■ Texte cité
>>

CA Montpellier, 2e ch., 10 mai 2012, n° 11-01563

MONTPELLIER

Arrêt

Confirmation

PARTIES

Demandeur :

Patricium Selection International (SARL), Boot

Défendeur :

Gilbert Chon (SARL)

COMPOSITION DE LA JURIDICTION

Président :

M. Bachasson

Conseillers :

MM. Chassery, Prouzat

Avocats :

SCP Auche Hedou Auche Auche, SCP Argellies, Watremet, Mes Billiou, Grappin, Driencourt

TGI Montpellier, du 20 janv. 2011

20 janvier 2011

FAITS ET PROCEDURE - MOYENS ET PRETENTIONS DES PARTIES :

Propriétaire viticulteur à Saint Julien de Concelles (44), la société Gilbert Chon et fils a conclu, le 31 mars 2005, un contrat d'agent commercial avec Patrick Boot auquel elle confiait la vente en exclusivité de sa gamme "Domaine et Château de la Jousselinière" pour le Danemark, la Suède, la Norvège et leurs territoires associés, ainsi que la vente de ses Muscadets "Les Alouettes" et "Château Maillon" dans tous les pays.

La signature de ce contrat d'agence faisait suite à une relation contractuelle débutée entre les parties courant 1999.

<<

■ Éléments du jeu de données
>>

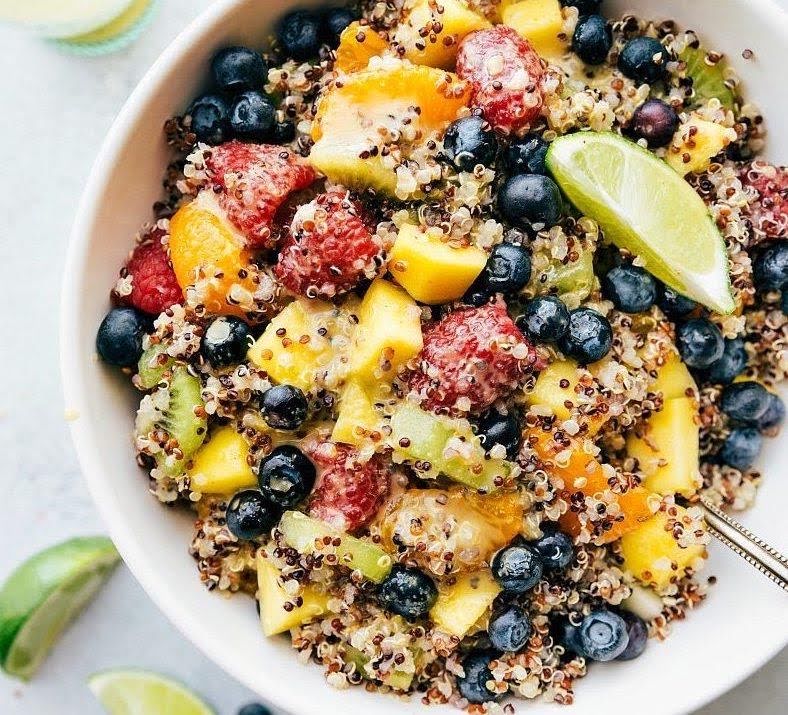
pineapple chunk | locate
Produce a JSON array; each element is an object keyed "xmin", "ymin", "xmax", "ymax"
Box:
[
  {"xmin": 309, "ymin": 59, "xmax": 470, "ymax": 199},
  {"xmin": 188, "ymin": 426, "xmax": 257, "ymax": 494},
  {"xmin": 350, "ymin": 278, "xmax": 424, "ymax": 386},
  {"xmin": 331, "ymin": 380, "xmax": 382, "ymax": 446},
  {"xmin": 394, "ymin": 0, "xmax": 490, "ymax": 69},
  {"xmin": 665, "ymin": 116, "xmax": 737, "ymax": 176},
  {"xmin": 257, "ymin": 549, "xmax": 328, "ymax": 636},
  {"xmin": 621, "ymin": 507, "xmax": 706, "ymax": 590},
  {"xmin": 627, "ymin": 397, "xmax": 701, "ymax": 497},
  {"xmin": 279, "ymin": 511, "xmax": 391, "ymax": 583},
  {"xmin": 430, "ymin": 570, "xmax": 501, "ymax": 638},
  {"xmin": 501, "ymin": 0, "xmax": 567, "ymax": 57},
  {"xmin": 389, "ymin": 223, "xmax": 487, "ymax": 305}
]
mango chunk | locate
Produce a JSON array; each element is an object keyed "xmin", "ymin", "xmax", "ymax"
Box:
[
  {"xmin": 257, "ymin": 550, "xmax": 329, "ymax": 637},
  {"xmin": 394, "ymin": 0, "xmax": 490, "ymax": 69},
  {"xmin": 430, "ymin": 569, "xmax": 501, "ymax": 638},
  {"xmin": 665, "ymin": 116, "xmax": 737, "ymax": 176},
  {"xmin": 627, "ymin": 397, "xmax": 701, "ymax": 497},
  {"xmin": 501, "ymin": 0, "xmax": 567, "ymax": 57},
  {"xmin": 350, "ymin": 278, "xmax": 424, "ymax": 385},
  {"xmin": 389, "ymin": 223, "xmax": 487, "ymax": 305},
  {"xmin": 621, "ymin": 507, "xmax": 706, "ymax": 589},
  {"xmin": 188, "ymin": 426, "xmax": 257, "ymax": 494}
]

<<

■ Consignes
1 > D'après l'arrêt, à quelle date la société Gilbert Chon et fils a-t-elle conclu le contrat d'agent commercial avec Patrick Boot ?
2 > Veuillez réécrire le passage de l'arrêt allant de « SCP Auche Hedou » jusqu'à « tous les pays. », en remplaçant « Danemark » par « Finlande ».

■ Réponses
1 > Le 31 mars 2005.

2 >
SCP Auche Hedou Auche Auche, SCP Argellies, Watremet, Mes Billiou, Grappin, Driencourt

TGI Montpellier, du 20 janv. 2011

20 janvier 2011

FAITS ET PROCEDURE - MOYENS ET PRETENTIONS DES PARTIES :

Propriétaire viticulteur à Saint Julien de Concelles (44), la société Gilbert Chon et fils a conclu, le 31 mars 2005, un contrat d'agent commercial avec Patrick Boot auquel elle confiait la vente en exclusivité de sa gamme "Domaine et Château de la Jousselinière" pour le Finlande, la Suède, la Norvège et leurs territoires associés, ainsi que la vente de ses Muscadets "Les Alouettes" et "Château Maillon" dans tous les pays.